-------- Text section

07 Nov Fluorescence Imaging Explained: Microscopic Life in Many Colors
Together UW–Madison and the Morgridge Institute for Research have built a hub for imaging science in Wisconsin, multiplying their impact. This picture, from a Summer 2025 Biomedical Optics Retreat, includes (left to right): Kevin Eliceiri, Mohit Gupta, Andreas Velten, Aarushi Bhargava, Melissa Skala, Scott Sanders, Jeremy Rogers, Joshua Brockman, Filiz Yesilkoy, Randy Bartels, Juan Caicedo, Jennifer Choy, Marien Ochoa, Abhishek Kumar, and Aaron Hoskins.
Life is aglow — literally. Scientists harness this phenomenon, known as fluorescence, to reveal the cellular secrets underlying health and disease otherwise destined to remain hidden from view.
Imagine a future in human health where cardiac muscles damaged by heart disease or spines devastated by cord injuries don’t just scar over but could be regrown to resume normal, healthy function. To realize this dream, scientists work to visualize the incredible power of other organisms — such as zebrafish and flatworms — to regrow their tissues and organs following injury.
Their tool of choice? Fluorescence microscopy.

----------------
-------- Dataset entries

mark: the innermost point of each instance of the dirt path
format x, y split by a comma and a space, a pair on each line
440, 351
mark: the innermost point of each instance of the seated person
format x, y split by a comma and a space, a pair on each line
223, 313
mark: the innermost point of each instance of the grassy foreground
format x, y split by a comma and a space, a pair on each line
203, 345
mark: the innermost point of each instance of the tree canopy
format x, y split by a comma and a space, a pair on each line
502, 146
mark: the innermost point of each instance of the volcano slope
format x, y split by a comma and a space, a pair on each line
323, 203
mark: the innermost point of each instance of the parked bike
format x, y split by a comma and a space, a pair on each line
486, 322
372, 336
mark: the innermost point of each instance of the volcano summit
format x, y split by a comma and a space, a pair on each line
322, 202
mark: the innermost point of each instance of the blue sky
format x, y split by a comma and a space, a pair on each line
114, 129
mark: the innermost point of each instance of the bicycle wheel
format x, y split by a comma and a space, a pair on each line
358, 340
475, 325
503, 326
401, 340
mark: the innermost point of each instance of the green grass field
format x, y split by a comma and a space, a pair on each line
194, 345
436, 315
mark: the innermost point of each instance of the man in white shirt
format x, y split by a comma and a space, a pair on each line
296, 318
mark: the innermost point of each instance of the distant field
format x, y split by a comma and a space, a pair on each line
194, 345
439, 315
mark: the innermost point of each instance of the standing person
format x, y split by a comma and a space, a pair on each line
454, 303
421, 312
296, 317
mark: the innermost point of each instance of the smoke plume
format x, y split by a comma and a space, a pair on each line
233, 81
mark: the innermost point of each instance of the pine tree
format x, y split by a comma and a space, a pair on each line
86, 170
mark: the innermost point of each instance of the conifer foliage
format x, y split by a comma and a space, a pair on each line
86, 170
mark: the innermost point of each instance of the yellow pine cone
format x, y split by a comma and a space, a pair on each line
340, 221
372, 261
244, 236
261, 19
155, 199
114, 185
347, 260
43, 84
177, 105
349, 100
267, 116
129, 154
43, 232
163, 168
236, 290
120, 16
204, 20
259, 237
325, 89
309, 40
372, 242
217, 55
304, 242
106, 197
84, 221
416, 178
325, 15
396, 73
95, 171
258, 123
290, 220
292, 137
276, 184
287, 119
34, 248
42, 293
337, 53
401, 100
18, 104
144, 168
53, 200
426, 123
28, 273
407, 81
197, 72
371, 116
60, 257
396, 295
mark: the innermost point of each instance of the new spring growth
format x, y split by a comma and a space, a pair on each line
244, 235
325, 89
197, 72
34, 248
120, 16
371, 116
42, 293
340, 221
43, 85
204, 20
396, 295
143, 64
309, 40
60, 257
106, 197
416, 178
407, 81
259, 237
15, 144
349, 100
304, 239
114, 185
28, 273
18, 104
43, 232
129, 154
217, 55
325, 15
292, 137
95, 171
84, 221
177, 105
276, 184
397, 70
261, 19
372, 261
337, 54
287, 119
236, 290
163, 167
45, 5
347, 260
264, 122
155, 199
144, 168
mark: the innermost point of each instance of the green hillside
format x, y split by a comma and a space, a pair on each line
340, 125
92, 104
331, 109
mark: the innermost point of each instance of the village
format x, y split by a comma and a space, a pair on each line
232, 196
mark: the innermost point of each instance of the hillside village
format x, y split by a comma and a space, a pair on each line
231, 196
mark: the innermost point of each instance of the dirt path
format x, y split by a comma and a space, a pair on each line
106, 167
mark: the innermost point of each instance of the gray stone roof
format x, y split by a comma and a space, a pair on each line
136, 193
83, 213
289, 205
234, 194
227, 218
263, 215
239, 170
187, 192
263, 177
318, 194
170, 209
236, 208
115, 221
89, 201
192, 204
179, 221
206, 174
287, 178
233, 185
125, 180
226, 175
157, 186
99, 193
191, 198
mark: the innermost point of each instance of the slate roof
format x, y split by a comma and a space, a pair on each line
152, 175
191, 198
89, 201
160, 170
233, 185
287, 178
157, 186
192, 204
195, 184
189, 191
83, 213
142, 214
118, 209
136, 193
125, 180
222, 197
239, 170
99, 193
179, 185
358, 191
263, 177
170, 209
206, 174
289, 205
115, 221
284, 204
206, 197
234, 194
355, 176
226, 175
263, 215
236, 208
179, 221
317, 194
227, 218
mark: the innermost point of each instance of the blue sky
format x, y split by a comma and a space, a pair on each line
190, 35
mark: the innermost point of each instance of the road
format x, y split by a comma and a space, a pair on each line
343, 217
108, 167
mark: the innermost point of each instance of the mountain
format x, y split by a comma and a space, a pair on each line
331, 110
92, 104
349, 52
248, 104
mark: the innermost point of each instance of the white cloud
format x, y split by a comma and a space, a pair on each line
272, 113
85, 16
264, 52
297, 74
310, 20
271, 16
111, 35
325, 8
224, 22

----------------

Action item A:
Write out the fluorescence imaging article word for word from "Imagine a future" to "organs following injury.".
Action item B:
In the fluorescence imaging article, which two organisms are named for their power to regrow tissues and organs after injury?

Task response A:
Imagine a future in human health where cardiac muscles damaged by heart disease or spines devastated by cord injuries don’t just scar over but could be regrown to resume normal, healthy function. To realize this dream, scientists work to visualize the incredible power of other organisms — such as zebrafish and flatworms — to regrow their tissues and organs following injury.

Task response B:
Zebrafish and flatworms.